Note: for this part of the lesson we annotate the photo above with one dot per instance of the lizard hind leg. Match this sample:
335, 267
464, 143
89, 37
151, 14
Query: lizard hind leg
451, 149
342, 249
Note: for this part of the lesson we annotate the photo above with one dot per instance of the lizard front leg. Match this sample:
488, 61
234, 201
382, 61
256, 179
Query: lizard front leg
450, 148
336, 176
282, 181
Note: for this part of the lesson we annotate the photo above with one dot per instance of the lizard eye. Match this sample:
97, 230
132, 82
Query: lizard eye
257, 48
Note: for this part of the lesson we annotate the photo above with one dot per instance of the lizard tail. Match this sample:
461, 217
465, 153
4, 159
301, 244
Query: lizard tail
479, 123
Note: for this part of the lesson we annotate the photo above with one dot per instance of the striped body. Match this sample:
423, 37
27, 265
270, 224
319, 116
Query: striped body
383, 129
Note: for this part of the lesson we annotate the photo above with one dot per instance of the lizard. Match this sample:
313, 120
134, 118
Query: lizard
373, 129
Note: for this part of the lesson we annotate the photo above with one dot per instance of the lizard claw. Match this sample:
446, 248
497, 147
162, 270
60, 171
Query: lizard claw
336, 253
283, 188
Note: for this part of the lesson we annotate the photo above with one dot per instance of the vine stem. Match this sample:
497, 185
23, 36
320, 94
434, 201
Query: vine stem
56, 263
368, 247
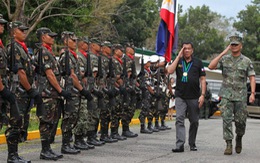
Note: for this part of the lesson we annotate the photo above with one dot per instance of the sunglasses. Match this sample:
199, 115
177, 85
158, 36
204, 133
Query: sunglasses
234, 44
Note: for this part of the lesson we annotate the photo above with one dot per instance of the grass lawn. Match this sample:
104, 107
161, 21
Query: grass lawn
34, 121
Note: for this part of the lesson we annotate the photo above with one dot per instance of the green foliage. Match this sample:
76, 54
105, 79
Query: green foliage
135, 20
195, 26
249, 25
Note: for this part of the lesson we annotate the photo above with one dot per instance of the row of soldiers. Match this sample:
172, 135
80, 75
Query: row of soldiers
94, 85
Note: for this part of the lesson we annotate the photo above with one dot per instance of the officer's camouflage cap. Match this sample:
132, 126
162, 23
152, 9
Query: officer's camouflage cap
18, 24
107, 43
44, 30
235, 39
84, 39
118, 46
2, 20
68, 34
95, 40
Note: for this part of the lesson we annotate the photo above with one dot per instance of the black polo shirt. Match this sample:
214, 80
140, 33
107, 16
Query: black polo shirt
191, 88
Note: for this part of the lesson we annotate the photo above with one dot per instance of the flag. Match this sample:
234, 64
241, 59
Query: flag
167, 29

========

** What the task asks **
Leave out the images and transcribe all the records exactly.

** Solved exercise **
Note: for this part of the lesson we annotate the photo above with one dot per instance of the lizard hind leg. Match this sample:
335, 267
464, 143
89, 37
151, 14
Query: lizard hind leg
451, 149
342, 249
Note: for this part of the lesson we annotate the photo above with one dot per instance of the lizard front leg. Match this sample:
488, 61
234, 201
382, 61
256, 179
Query: lizard front leg
450, 148
336, 176
282, 181
Note: for this part of the lesson we annotate the photo above with one dot per instance of the lizard eye. Match this sample:
97, 230
132, 82
Query: lizard eye
257, 48
Note: for this part of the lesson we annotate the photo above with one dot per instance of the lizard tail. Match this sample:
461, 217
465, 153
4, 159
301, 244
Query: lizard tail
479, 123
Note: for this part of the lesson we annotate the photo above with one dot per instance of the striped body. Match this sample:
423, 37
27, 265
270, 224
319, 116
Query: striped body
383, 129
Note: for this part of the lesson we annotate the photo above with one dot per instance of the lizard. Match this sample:
313, 120
134, 118
Query: lizard
373, 129
Note: for this part of the lesson we annotate the photo above with one dot per instance of the lizard claw. Match this sample:
446, 248
497, 147
162, 270
60, 171
Query: lizard claw
336, 253
283, 188
Note: for this part of the lesson we annotate the photo above with one dot per instance of the vine stem. Match this sample:
497, 185
23, 36
320, 94
434, 201
Query: vine stem
56, 263
368, 247
Note: for this part of the lesson we annotate the photo above with one dot per instance of the sunglasses. Match this sample:
199, 115
177, 85
158, 36
204, 133
Query: sunglasses
234, 44
Note: for this part of the lesson we annotate the photo above with one dot per instance of the grass lawn. Match this sample:
104, 107
161, 21
Query: grass lawn
34, 121
Note: for this part of the lesson we annotate the photo above with one dot per instance of the green foliage. Match this sample:
76, 54
105, 79
Query: green foliage
135, 20
195, 26
249, 25
Note: for this part of the lesson we annotate the photo above with one dot per instance of the row of soldiers. Match this sample:
172, 135
80, 75
Query: row of soldiers
94, 85
Note: for this part of the lesson we annotate the photo above with one dot per instance of the officer's camouflage cap. Match this sample:
132, 126
162, 23
152, 9
Query: officer's camouflage cap
18, 24
107, 43
44, 30
235, 39
84, 39
118, 46
2, 20
68, 34
95, 40
Note: for this part of the lesson we annotate the photo above with one dot per instance of the black polo shirt. Match this sample:
214, 80
140, 33
107, 16
Query: black polo shirt
191, 88
Note: for this part of the lesson we annotate the photo above with one dot per instance of the flag. Match this sample:
234, 64
241, 59
Query: flag
167, 29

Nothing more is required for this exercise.